(Stored data entries)
◆ ◆ ◆ ◆ ◆

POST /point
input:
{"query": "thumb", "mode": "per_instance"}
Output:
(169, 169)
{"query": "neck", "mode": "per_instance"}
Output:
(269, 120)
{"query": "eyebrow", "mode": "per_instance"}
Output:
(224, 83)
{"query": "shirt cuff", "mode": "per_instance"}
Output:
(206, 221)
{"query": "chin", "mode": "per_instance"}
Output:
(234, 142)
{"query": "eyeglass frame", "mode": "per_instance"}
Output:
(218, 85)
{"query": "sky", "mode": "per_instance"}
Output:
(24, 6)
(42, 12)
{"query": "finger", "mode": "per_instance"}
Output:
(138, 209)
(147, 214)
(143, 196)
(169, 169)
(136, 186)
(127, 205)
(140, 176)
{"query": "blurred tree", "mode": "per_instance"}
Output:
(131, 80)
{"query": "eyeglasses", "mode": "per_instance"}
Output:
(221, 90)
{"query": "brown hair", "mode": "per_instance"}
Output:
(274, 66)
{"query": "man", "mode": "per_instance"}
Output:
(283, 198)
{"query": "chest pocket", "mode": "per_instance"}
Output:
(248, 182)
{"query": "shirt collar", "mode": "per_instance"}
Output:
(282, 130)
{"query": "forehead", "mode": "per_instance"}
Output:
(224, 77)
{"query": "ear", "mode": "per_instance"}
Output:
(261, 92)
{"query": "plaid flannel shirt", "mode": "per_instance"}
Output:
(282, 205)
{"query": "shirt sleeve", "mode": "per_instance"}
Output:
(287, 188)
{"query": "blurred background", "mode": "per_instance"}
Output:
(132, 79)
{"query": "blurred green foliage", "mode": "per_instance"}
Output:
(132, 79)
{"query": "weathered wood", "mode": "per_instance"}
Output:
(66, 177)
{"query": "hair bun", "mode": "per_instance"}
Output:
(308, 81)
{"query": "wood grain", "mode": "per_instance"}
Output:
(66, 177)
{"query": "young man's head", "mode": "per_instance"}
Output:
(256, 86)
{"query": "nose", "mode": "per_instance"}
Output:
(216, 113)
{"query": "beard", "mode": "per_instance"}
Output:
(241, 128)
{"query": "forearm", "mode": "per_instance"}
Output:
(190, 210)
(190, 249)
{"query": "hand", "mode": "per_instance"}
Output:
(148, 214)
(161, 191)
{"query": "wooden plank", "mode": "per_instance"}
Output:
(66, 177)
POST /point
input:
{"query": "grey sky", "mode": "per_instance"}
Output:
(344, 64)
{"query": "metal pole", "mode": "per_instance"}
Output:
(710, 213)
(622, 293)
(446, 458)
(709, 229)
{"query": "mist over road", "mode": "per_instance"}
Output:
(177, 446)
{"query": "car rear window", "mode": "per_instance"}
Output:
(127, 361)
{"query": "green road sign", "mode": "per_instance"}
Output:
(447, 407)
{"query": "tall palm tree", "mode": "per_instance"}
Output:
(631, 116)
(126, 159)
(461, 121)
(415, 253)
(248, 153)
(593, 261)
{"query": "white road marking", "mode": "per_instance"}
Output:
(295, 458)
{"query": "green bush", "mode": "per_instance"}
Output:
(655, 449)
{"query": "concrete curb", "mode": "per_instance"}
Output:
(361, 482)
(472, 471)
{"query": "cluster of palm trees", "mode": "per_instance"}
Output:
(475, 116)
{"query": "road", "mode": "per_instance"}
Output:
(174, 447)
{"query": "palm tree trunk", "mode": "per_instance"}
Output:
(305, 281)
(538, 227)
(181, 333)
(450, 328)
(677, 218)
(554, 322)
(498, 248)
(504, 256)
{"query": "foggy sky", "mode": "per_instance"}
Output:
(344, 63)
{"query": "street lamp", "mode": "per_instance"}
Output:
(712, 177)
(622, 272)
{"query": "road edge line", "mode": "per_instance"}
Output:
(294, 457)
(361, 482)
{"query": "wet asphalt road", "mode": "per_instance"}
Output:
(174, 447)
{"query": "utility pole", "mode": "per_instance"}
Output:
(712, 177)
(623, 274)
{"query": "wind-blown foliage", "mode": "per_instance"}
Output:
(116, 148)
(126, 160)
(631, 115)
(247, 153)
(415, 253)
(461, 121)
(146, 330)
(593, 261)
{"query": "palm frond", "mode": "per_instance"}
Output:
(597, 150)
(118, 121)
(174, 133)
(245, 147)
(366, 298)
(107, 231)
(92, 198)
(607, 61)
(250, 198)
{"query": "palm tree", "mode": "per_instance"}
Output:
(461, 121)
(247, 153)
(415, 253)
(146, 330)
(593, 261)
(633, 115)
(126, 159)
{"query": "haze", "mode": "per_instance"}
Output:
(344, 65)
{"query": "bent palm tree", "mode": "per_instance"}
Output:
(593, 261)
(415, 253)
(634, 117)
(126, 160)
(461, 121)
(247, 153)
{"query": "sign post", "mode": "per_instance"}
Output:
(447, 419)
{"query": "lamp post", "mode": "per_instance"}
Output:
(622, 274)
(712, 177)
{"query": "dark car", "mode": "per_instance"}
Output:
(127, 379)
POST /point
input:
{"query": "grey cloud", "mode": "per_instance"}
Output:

◆ ◆ ◆ ◆ ◆

◆ Problem to solve ◆
Write only the number of lines above in which the word "green" is found.

◆ Output for this task ◆
3